Object position labeling records:
● ● ● ● ● ● ●
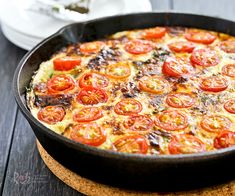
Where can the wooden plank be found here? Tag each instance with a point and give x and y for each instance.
(27, 174)
(218, 8)
(9, 57)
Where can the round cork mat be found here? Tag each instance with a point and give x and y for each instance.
(92, 188)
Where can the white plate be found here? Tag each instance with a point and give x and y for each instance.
(26, 28)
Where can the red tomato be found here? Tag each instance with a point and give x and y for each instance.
(154, 33)
(154, 84)
(224, 139)
(88, 133)
(172, 120)
(228, 46)
(216, 123)
(88, 114)
(93, 79)
(138, 46)
(213, 84)
(181, 46)
(60, 84)
(91, 96)
(119, 70)
(91, 47)
(51, 114)
(176, 67)
(128, 107)
(131, 144)
(138, 123)
(66, 63)
(198, 36)
(186, 144)
(230, 106)
(180, 100)
(229, 70)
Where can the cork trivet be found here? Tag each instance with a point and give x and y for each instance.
(89, 187)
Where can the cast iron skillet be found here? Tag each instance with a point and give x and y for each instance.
(162, 173)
● ● ● ● ● ● ●
*What the task requires*
Rewrite every line of the records above, including the requests, and increase each x and y coordinate in the answers by 136. Omit the picture markers from your answer.

*Solved problem*
Where can the wooden plank be found here? Tag each instance with a point and give x and y for each instance.
(163, 310)
(354, 144)
(145, 193)
Where can the round cork mat be found here? Tag each instance with a point and give x and y for each instance.
(228, 324)
Where can the white plate be found here? Tag each instance with a point and give x and y for each instance.
(162, 164)
Where can the red tomato be found here? Tag each instance with a point and give x and y for each instance.
(290, 169)
(290, 220)
(360, 275)
(224, 269)
(308, 256)
(364, 182)
(352, 259)
(224, 250)
(229, 215)
(274, 182)
(349, 220)
(317, 182)
(196, 220)
(227, 232)
(255, 206)
(227, 183)
(187, 250)
(312, 203)
(264, 243)
(267, 280)
(274, 259)
(202, 199)
(334, 172)
(322, 280)
(366, 242)
(316, 236)
(365, 206)
Where can the cork trivet be found here? Tag each instance with a point and give x and y for each instance.
(225, 323)
Where can the cast iron skillet be found here? Tag each instance with a point and give x and y for each instance.
(298, 309)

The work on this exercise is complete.